[Object outline annotations]

----------------

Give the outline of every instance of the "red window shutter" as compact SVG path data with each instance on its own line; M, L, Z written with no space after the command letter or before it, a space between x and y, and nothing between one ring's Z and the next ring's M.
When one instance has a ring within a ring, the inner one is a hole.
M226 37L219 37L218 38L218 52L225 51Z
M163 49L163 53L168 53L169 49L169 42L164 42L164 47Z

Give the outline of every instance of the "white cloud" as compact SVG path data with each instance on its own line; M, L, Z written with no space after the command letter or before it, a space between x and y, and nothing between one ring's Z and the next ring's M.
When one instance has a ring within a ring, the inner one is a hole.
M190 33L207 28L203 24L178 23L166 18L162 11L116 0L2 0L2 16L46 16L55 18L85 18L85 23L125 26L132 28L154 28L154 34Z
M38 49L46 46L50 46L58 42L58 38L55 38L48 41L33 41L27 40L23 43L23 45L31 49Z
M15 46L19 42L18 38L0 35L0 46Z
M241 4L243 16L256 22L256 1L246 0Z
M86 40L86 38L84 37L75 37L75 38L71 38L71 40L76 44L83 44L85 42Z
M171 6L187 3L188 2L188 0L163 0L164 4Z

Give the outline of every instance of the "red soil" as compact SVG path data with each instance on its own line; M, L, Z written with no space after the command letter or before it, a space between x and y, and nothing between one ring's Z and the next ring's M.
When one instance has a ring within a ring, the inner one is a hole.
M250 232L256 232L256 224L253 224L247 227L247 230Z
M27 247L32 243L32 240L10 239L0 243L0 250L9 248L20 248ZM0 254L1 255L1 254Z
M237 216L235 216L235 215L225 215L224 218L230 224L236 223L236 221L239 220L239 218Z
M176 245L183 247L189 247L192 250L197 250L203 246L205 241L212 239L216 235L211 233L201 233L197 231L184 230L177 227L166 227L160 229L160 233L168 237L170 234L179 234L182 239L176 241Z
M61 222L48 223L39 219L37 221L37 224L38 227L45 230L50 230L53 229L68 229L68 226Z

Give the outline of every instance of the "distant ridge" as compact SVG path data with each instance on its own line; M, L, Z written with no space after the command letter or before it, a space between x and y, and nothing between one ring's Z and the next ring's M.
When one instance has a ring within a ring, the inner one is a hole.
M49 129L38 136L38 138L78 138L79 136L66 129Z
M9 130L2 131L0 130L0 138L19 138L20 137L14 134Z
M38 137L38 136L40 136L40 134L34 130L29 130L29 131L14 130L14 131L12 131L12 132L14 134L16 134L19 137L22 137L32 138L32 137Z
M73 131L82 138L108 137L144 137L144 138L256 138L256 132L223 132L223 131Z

----------------

▶ [EXERCISE BRIEF]:
Find every line in the entries above that contains the string "before", treating uppercase and lowercase as different, and copy each of those lines in full.

▶ [RESULT OF THIS TASK]:
Give the outline of every instance of the "red window shutter" as compact SVG path data with each instance on its own line; M, L, Z written with no space after the command letter or before it, a space between x and y, and nothing between one ring's Z and the next ring's M.
Give the outline of every instance of the "white cloud" as compact SVG path data with each instance on its own line; M, L, Z written with no space after the command letter or before it, a space between x and y, and nothing between one ring's Z and the next ring's M.
Give the outline of every instance of the "red soil" as compact SVG path data with each instance on its own line; M, L, Z written with no space after the command letter or before it, a space between x and y, and nothing between one ring's Z and the next ring's M.
Give the outline of every instance of the "distant ridge" as compact SVG path data with each instance on its own line; M, L, Z written with no space after the command letter or before it, a space between x and y, and nothing between one ring's Z and the next ring's M.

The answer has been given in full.